• EXERCISE DETAILS
Please scale the records from the line containing "Expected behaviour: for every instance of the pigeon foot, place" through the end of the records, requests included and unchanged, with each coordinate in the answers multiplied by 1.5 and rounded to a whole number, halves rounded up. Give only those lines.

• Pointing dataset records
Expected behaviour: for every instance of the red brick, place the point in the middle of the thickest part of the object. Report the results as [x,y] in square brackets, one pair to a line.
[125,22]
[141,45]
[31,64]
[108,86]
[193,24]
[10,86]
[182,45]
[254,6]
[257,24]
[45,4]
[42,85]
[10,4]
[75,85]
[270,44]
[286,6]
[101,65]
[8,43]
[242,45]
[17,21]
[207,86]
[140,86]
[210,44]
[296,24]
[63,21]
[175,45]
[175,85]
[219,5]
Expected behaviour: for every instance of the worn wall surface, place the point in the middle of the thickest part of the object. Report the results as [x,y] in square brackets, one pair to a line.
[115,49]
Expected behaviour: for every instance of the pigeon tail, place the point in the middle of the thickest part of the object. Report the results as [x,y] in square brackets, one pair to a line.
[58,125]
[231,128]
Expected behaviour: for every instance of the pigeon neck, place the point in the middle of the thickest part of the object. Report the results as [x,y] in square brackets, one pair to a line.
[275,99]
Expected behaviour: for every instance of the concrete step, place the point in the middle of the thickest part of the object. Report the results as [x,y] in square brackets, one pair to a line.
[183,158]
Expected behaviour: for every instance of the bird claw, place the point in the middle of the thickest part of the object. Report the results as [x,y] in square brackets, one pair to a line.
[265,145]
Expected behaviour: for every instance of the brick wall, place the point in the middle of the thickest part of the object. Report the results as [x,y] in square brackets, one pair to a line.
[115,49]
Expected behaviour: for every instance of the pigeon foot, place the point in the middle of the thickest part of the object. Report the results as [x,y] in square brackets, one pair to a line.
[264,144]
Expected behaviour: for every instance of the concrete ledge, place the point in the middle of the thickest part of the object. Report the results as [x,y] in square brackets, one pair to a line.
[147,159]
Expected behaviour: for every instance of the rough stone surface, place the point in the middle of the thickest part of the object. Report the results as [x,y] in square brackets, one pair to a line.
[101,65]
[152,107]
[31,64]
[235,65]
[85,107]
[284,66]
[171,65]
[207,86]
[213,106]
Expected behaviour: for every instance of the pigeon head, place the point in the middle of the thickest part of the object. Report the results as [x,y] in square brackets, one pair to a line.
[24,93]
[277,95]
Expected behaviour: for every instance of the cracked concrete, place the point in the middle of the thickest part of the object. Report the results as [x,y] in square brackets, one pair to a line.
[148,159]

• EXERCISE ANSWER
Expected behaviour: for every instance of the pigeon foot, place the point in the middle of the thickest part of the object. Report the results as [x,y] in square brackets, one pair to a line.
[396,216]
Expected behaviour: for every instance of the concrete ledge, place the point in the middle of the thickest part of the object. Report the results as [x,y] in square brackets, one pair to a line.
[221,239]
Expected behaviour: for every instance of the rough stone surface, place the point in the middle of the thickest part of the object. Report the results as [x,y] in square brackets, one pair to a line.
[152,98]
[228,161]
[47,96]
[353,98]
[128,161]
[426,99]
[257,98]
[311,129]
[320,159]
Expected behaviour: for every instance of the pigeon head, place the point in the middle of the thickest part of the object. Report the results as [x,y] in square brackets, one pair to a line.
[36,140]
[416,143]
Expected behaviour: for every instance of the cracked concrete, place the point in the middle of the thickest part of the object. Report the results as [x,y] in square brackets, one pair to a line.
[222,239]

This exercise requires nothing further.